• _TEXT EXCERPT_:
□ □ □ □
Natural Light Indoors: The Difference Between Full-Spectrum Bulbs and Daylight Bulbs - Pt 1

 

The human eye evolved over millions of years under the warm glow of the Sun, Sol, our nearest star. Our eyes adapted to see by the unique spectrum of light emitted by our star. This warm yellow-orange dwarf star has burning hydrogen into helium over the millennia, which emits a mix of visible and invisible waves outward through space. Our planet soaks up those rays and turns them into heat and life. Our eyes also use those wavelengths in the visible light spectrum to see and understand the world. 

 

Human Eyes See Best in Sunlight (and Artificial Sunlight)

  • Sunlight contains many light spectrums and invisible wavelengths
  • Human eyes are more comfortable in natural-spectrum light
  • Artificial sunlight must be complex to match the real sun

Sunlight is still the best way to get a clear look and to see colors most accurately. We can make artificial light, but eyestrain is the frequent result when our eyes try to read or work under an incomplete light spectrum.

We have found that mimicking the exact balance of visible and invisible light from the sun is the best way to provide clear, comfortable light indoors.

A savvy business owner can boost morale, health, and productivity in one move by upgrading old flourescent lights to a more complete natural light spectrum. However, there is one very common misunderstanding we'd like to help you avoid. When you search for natural light bulbs, you will find offers for "full-spectrum" bulbs and "Daylight" bulbs.

There is often a significant price difference without a clear indication of why or what distinguishes the two. Today, we're here to clear up this confusion on how to achieve natural light with full-spectrum vs daylight bulbs.

 

What is a Daylight Light Bulb?
□ □ □ □
(Position annotation items)
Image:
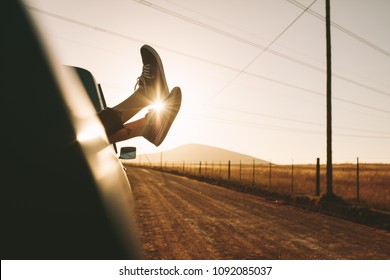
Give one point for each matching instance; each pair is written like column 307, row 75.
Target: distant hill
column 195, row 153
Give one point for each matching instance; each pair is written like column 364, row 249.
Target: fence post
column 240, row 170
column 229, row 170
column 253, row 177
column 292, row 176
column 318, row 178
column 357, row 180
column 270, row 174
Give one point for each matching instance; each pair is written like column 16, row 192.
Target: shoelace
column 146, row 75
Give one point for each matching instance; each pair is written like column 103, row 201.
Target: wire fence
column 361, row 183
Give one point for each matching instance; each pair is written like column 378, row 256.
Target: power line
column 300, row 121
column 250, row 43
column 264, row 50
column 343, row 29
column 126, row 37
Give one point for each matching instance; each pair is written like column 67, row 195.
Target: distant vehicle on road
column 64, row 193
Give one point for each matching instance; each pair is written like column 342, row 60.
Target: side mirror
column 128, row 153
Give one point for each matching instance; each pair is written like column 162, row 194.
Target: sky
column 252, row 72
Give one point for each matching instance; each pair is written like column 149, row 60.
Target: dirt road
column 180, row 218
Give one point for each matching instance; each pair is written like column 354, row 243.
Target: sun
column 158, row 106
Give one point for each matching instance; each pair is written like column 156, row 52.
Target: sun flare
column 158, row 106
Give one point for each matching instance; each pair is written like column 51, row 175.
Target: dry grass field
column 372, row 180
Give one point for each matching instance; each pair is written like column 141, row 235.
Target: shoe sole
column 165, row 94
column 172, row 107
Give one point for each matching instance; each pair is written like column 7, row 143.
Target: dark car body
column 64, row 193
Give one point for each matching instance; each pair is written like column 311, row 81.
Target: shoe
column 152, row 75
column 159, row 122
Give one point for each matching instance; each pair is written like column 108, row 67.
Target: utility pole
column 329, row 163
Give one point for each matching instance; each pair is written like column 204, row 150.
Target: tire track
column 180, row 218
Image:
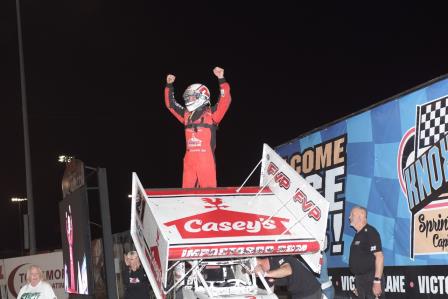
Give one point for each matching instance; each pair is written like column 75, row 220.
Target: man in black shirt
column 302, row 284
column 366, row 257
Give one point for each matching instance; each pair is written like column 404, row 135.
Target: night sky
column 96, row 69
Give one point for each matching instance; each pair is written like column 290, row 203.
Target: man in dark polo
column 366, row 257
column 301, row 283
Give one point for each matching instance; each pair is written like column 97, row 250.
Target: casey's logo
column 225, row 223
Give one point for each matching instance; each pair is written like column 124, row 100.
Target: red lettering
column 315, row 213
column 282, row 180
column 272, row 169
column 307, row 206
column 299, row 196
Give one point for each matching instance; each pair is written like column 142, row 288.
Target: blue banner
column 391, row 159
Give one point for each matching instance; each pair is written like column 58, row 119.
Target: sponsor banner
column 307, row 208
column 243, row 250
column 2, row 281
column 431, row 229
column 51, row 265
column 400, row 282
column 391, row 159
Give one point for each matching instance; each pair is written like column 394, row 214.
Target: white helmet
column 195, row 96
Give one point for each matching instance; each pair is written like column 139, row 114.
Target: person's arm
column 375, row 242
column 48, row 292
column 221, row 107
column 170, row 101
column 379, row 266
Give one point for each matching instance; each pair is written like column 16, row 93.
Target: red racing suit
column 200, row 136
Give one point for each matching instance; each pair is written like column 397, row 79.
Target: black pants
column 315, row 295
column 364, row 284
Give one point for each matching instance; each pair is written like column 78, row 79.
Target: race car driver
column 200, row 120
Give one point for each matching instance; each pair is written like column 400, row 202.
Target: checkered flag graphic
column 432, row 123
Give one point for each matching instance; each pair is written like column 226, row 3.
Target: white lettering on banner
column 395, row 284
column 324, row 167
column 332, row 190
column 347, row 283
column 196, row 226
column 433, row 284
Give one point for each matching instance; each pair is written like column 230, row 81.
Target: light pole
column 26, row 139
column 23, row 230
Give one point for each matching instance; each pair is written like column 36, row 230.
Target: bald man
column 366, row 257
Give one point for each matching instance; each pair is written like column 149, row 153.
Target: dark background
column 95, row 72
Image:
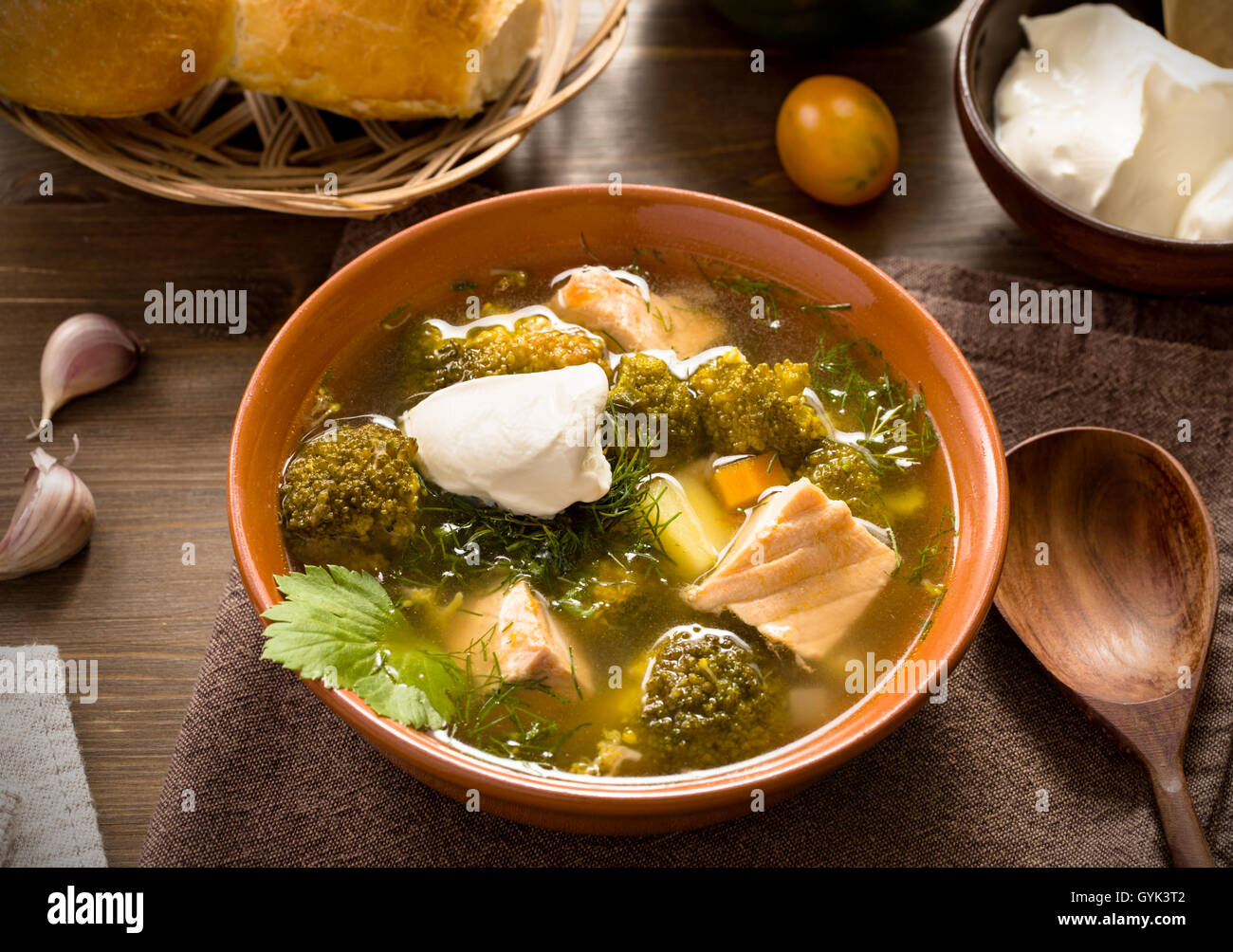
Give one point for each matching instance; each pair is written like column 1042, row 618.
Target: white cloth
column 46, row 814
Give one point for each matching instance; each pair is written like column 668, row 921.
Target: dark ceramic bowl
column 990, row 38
□ □ □ □
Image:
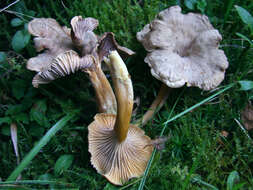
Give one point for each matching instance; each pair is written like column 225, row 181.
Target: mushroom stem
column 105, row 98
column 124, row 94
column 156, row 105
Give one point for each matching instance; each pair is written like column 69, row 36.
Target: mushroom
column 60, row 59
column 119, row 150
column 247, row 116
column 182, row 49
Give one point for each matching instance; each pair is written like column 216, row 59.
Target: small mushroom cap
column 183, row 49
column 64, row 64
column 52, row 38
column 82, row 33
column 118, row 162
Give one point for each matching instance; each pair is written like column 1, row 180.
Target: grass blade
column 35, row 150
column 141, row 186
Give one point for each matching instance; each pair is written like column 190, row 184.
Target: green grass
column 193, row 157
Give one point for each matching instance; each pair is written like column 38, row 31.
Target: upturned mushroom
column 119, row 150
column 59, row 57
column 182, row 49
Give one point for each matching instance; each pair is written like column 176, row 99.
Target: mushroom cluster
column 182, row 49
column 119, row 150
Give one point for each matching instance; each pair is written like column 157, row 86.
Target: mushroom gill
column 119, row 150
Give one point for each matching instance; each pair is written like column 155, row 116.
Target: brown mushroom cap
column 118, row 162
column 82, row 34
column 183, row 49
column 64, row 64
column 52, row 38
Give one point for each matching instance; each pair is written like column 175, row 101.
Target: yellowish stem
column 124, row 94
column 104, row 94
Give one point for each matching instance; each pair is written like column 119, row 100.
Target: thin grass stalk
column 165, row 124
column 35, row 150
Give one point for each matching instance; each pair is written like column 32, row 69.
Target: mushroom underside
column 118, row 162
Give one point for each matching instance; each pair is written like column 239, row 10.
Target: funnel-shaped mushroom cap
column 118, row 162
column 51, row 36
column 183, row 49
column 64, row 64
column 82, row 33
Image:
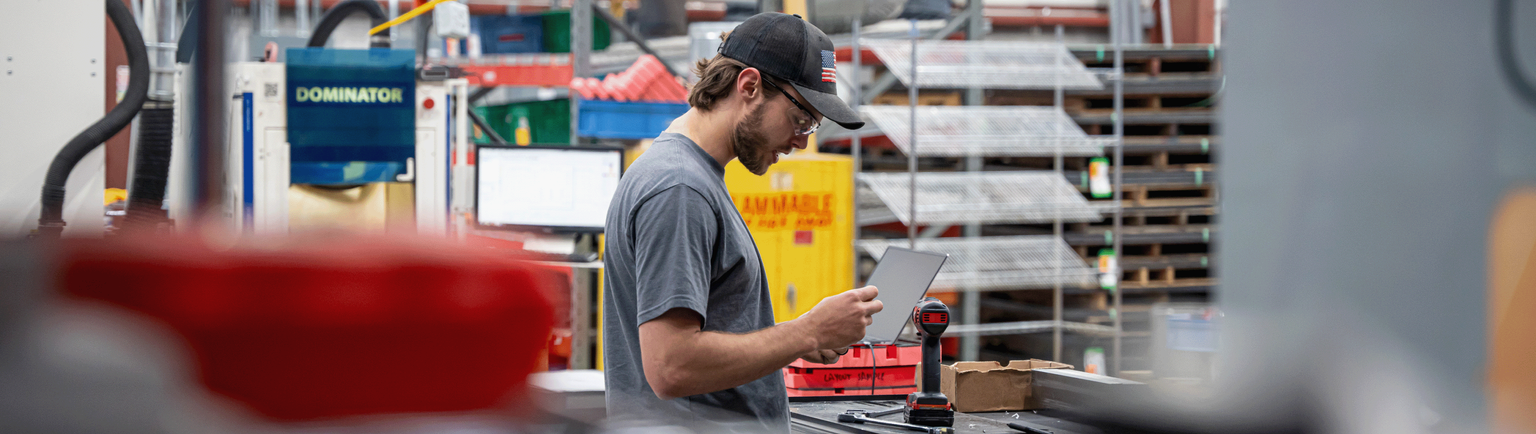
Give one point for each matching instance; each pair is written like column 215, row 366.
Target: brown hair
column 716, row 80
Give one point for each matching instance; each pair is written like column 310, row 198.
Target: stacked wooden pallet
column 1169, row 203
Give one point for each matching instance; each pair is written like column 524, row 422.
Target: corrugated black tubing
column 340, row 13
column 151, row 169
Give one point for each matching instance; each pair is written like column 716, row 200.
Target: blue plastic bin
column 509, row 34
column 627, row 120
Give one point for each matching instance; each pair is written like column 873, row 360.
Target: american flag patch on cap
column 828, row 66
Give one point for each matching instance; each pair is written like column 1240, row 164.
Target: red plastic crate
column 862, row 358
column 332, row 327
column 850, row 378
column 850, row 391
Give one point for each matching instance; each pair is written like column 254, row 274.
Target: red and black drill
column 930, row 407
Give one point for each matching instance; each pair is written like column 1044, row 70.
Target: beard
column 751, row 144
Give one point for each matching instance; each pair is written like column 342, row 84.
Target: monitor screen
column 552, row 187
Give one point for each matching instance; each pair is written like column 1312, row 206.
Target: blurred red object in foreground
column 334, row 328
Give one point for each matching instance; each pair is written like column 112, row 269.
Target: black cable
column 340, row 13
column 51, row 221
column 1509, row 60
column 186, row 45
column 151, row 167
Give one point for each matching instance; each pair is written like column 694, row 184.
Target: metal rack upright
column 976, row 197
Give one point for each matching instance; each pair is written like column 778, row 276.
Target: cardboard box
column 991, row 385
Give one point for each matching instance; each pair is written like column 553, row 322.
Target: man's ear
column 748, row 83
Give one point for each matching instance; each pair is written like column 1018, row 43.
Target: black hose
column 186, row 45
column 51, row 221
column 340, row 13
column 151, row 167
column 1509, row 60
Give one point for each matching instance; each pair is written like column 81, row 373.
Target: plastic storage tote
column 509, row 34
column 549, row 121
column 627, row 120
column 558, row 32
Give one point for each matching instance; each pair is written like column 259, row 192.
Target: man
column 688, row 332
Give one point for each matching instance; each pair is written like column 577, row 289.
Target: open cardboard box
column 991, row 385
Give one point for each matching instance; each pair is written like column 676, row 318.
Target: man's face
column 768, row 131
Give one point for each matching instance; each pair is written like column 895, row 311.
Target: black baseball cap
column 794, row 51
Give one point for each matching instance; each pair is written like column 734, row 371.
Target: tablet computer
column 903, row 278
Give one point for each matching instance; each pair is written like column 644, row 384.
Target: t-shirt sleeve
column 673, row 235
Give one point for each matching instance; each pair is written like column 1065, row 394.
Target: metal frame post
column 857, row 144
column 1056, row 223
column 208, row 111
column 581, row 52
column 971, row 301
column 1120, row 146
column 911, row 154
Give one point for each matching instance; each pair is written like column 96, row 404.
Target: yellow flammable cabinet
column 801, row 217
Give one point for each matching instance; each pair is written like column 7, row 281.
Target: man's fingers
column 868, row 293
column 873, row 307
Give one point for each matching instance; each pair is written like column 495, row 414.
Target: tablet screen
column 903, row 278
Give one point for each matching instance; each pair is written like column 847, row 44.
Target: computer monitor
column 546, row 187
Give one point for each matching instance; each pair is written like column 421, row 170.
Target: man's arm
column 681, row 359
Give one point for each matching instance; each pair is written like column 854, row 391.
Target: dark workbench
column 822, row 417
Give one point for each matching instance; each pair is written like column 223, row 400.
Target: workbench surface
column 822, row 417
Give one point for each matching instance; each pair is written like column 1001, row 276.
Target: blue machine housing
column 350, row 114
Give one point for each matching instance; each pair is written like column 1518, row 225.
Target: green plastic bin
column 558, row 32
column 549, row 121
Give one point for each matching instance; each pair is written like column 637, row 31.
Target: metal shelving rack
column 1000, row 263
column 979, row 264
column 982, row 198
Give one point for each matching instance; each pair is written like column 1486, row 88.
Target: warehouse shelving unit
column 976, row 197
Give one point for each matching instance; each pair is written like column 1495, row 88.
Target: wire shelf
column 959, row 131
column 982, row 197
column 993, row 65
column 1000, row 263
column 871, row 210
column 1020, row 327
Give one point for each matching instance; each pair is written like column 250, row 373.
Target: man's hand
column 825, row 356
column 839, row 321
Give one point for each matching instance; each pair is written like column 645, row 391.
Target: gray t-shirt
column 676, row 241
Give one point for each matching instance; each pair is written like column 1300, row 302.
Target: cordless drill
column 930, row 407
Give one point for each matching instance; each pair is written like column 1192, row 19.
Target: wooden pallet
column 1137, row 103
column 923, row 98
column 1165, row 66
□ □ □ □
• _GIVEN INSTRUCTION 1_: In the article on full-spectrum and daylight bulbs, what often happens when our eyes try to read or work under an incomplete light spectrum?
• _GIVEN INSTRUCTION 2_: Pick up the article on full-spectrum and daylight bulbs after its last line and keep writing it.

• _RESULT 1_: Eyestrain.

• _RESULT 2_:
  • Yellow = "Warm Light"
  • Blue = "Cool Light"
  • "Daylight" is a light bulb color that is faintly blue

Lightbulb Color and Temperature

Lightbulbs are often distinguised by the color of light they emit. We use a "temperature" scale because we associate colors of light with warm or cold. Therefore, shades of white light that include the yellow spectrum are called "warm" light while shades of white including blue spectrum light are considered "cool" light.

While it's true that warm things often glow with a yellow or red tinge, like fire and heating elements, blue-tinted light is not actually cooler to the touch.

In fact, blue and violet light are the hottest and require the most energy, though they are referred to as "cool". Conversely, red light requires the least energy and is therefore cooler to the touch, despite being "warm" in the bulb color scale.

It's important to understand that lightbulbs advertised as "cool temperature" are not actually safe to touch, while "warm white" bulbs are no hotter than normal bulbs. Instead, this is just how we identify light color along with how those colors of light make us feel.

"Daylight" as a Bulb Color

Sunlight has a great deal of blue-spectrum light in the mix, and this helps your eyes to see with better contrast clarity. Therefore, bulbs that are tinted very faintly blue are often referred to (and marketed as) "Daylight" temperature bulbs.

In terms of buying light bulbs, consider "Daylight" to be more like a paint color, akin to "Robin's Egg Blue" for lighting. Daylight doesn't actually indicate that it is comparable to natural sunlight, simply that it shines with a similar blue tint.

 

What is a Full-Spectrum Light Bulb?

  • Full-Spectrum light is better for the human eye
  • We gain more details in full-spectrum illumination
  • Full-Spectrum bulbs are designed to provide more scientifically natural light

Full-Spectrum Light - Natural and Artificial

Full-spectrum lighting is a technological advancement above light temperature-colors. While we can define a light by how yellow or blue it shines, most florescent and incandescent lightbulbs have very limited spectrum range. With simple white light bulbs, there is a reason why people often get eye strain when working without natural light in the room.

There's a reason why we open the window blinds even with good overhead lights on.

The human eye craves the full spectrum of light and performs less well in limited-spectrum illumination. It's why your eyes can tell the time by how sunlight looks through a window. Your eyes gain more information in the natural full-spectrum of sunlight than in simplified artificial light.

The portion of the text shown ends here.